Excerpted text:
──────────

Tech N9ne is watching. He’s scouted artists both as a fan and as an executive with a growing roster of talent. He’s watched his popularity further increase with 2013’s Something Else, which debuted at the #4 spot on Billboard magazine’s “Billboard 200” albums chart. That success has been followed up by the Kendrick Lamar and ¡Mayday!-assisted single “Fragile” being embraced by radio. Fans recognize Tech in the streets, and the emcee/executive has seen all of the above culminate with 10,000 preorders of his latest work, Collabos: Strangeulation.
“It’s love that this late in my career, people still want to buy it and hear this music,” Tech says. “It’s not wackeining. I strive to get better, and I still have something to prove, because new people are coming in everyday. I can’t get lax. I can’t say, ‘Ah, I’m cool. They know I can rap, so I can slow my pace.’ Nah, man. I still have to go on every song.”
Things aren’t slowing down, and with the increased amount of fans comes the potential for additional scrutiny. As someone who has described himself as being both “Anghellic” and having an “evil brain, angel heart,” Tech N9ne’s desire to continue creating the provocative content he loves without kowtowing to critics or fly-by-night consumers unfamiliar with his candor presents an interesting set of scenarios. As usual, Tech explains why he welcomes the challenge.

──────────

Data lines:
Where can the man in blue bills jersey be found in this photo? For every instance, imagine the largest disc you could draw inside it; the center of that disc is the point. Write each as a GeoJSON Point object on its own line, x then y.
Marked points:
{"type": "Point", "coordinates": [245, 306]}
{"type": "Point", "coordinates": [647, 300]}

──────────

Problem description:
In the Tech N9ne article, substitute "attention" for "scrutiny" and give the passage from "Things aren’t slowing" up to and including "welcomes the challenge.". The data has no role in this work.

Output for this exercise:
Things aren’t slowing down, and with the increased amount of fans comes the potential for additional attention. As someone who has described himself as being both “Anghellic” and having an “evil brain, angel heart,” Tech N9ne’s desire to continue creating the provocative content he loves without kowtowing to critics or fly-by-night consumers unfamiliar with his candor presents an interesting set of scenarios. As usual, Tech explains why he welcomes the challenge.